# Exercise directions
The lines from the first line of the entries through the line containing "target | white cloud" are to be repeated exactly, with both of those lines included.

(Extracted data entries)
▬▬▬▬▬▬▬▬▬▬
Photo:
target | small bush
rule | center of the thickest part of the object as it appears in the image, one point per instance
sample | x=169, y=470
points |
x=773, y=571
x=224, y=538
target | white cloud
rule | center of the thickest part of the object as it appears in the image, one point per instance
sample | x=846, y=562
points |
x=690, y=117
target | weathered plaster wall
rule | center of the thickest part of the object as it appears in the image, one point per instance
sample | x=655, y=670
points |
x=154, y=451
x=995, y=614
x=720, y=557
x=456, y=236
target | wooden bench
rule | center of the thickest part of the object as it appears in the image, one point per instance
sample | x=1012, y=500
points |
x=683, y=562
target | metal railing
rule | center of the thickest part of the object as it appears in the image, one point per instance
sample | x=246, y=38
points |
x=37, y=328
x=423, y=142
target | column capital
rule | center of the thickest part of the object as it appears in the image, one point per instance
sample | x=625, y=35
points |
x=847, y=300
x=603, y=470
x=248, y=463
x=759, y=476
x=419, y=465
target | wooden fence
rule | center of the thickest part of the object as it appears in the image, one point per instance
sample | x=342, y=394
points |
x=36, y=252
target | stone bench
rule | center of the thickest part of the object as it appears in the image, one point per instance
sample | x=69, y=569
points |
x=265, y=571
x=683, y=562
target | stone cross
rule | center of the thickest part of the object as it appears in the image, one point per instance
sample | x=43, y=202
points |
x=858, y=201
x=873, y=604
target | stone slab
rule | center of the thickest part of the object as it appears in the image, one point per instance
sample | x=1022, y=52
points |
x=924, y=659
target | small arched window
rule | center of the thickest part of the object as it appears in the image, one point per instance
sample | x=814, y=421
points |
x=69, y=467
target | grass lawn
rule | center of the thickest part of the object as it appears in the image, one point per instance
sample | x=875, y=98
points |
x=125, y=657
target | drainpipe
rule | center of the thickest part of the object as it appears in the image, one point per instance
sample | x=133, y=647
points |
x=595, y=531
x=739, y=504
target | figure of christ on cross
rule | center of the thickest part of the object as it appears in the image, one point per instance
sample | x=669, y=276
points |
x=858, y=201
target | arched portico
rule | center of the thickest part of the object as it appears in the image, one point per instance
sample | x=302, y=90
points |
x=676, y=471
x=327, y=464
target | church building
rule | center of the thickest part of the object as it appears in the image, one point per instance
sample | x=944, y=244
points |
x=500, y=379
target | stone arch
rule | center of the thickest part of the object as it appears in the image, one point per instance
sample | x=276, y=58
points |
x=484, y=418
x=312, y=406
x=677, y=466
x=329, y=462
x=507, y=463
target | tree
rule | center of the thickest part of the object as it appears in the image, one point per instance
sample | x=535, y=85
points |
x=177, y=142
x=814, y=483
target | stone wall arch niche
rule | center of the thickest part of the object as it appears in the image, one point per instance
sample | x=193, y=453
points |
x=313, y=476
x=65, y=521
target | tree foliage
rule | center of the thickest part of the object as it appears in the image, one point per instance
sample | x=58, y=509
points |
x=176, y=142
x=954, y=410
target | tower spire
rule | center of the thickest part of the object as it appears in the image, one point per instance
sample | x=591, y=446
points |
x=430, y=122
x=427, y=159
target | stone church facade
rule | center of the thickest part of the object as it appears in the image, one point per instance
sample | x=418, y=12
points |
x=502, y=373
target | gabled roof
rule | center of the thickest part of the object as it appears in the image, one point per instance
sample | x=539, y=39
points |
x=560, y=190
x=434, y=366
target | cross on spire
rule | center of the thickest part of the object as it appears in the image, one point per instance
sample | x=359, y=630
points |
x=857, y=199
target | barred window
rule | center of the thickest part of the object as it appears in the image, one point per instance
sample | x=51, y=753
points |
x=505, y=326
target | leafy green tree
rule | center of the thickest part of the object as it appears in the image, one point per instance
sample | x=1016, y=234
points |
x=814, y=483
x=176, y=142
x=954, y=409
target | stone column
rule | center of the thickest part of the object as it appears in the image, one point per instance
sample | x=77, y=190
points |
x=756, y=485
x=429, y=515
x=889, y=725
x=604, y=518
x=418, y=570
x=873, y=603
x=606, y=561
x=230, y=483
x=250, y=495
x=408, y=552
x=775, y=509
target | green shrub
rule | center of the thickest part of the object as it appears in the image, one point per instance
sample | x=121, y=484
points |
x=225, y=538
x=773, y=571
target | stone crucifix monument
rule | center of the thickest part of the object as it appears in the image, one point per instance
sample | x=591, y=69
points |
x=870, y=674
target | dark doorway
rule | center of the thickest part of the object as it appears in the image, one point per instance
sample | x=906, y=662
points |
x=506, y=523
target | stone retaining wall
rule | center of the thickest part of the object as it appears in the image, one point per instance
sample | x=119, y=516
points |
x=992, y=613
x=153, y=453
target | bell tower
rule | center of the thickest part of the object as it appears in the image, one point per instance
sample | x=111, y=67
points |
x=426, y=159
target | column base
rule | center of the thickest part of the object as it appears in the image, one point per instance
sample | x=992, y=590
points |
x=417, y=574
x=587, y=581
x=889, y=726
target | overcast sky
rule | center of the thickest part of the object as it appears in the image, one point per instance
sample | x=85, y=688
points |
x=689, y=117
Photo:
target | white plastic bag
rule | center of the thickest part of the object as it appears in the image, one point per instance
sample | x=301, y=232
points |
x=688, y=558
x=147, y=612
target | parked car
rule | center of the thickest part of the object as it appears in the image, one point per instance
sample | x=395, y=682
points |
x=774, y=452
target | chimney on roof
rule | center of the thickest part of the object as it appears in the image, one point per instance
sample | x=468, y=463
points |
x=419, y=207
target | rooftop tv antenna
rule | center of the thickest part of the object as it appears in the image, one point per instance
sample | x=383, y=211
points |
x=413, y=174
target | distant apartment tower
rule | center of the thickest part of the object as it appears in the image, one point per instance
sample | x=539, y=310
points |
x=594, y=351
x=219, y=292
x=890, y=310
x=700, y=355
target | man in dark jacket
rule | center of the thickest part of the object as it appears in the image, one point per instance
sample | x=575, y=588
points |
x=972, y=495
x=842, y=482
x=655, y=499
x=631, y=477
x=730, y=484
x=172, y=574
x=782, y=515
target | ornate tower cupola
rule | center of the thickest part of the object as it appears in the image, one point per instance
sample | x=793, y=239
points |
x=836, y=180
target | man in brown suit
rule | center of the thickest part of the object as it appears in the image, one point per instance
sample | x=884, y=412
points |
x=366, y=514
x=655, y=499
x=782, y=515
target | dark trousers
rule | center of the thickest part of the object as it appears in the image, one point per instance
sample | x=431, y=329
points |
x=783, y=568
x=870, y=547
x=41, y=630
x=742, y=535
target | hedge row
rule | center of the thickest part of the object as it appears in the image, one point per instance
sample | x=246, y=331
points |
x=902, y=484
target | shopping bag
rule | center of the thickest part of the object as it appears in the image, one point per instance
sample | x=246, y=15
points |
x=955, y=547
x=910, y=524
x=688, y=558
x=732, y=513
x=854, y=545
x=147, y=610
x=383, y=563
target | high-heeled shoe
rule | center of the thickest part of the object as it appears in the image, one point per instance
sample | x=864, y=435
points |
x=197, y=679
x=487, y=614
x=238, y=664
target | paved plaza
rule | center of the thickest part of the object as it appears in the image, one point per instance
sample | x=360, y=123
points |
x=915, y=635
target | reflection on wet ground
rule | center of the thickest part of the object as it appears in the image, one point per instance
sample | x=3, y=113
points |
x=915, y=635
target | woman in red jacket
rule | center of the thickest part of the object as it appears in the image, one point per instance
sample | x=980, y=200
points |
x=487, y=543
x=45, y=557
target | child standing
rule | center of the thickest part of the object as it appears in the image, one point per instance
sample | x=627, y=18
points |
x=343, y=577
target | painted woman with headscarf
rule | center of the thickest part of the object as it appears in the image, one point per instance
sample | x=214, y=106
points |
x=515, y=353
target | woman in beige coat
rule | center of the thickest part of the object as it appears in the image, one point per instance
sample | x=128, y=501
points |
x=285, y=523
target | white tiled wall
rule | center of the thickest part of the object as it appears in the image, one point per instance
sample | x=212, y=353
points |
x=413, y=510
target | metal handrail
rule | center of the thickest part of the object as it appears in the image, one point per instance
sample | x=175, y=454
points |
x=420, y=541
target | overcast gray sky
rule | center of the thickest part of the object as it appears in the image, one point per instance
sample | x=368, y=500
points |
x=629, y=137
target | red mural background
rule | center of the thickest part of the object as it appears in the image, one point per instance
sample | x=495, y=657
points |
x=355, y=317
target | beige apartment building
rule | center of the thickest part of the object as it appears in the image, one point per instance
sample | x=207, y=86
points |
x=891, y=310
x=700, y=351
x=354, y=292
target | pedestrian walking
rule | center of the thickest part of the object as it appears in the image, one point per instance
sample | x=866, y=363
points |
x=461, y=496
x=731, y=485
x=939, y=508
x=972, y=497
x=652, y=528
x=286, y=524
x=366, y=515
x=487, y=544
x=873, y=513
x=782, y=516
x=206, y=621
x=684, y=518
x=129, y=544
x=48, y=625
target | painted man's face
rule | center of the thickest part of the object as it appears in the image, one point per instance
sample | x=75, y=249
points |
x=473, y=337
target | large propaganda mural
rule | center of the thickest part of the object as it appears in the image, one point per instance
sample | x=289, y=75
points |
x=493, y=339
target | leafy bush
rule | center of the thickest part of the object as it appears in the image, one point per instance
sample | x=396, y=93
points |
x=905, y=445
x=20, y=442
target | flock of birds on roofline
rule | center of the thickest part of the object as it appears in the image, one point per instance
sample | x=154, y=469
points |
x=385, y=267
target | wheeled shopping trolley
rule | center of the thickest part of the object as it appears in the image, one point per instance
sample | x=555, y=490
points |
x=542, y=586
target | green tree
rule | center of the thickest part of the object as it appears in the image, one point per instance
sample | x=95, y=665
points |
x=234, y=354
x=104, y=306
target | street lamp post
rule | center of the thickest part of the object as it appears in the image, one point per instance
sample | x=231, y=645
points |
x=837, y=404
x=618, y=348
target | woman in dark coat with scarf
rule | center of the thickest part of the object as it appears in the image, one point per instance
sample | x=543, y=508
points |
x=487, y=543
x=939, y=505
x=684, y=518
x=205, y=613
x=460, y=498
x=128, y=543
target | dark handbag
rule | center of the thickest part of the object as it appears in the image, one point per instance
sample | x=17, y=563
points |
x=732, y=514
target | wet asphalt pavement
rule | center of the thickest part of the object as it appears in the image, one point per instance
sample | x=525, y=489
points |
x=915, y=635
▬▬▬▬▬▬▬▬▬▬
# Completed task
Photo:
target | small bush
rule | center of the thickest part of the object as it appears in the image, one point per instance
sample | x=169, y=470
points |
x=773, y=571
x=224, y=538
target | white cloud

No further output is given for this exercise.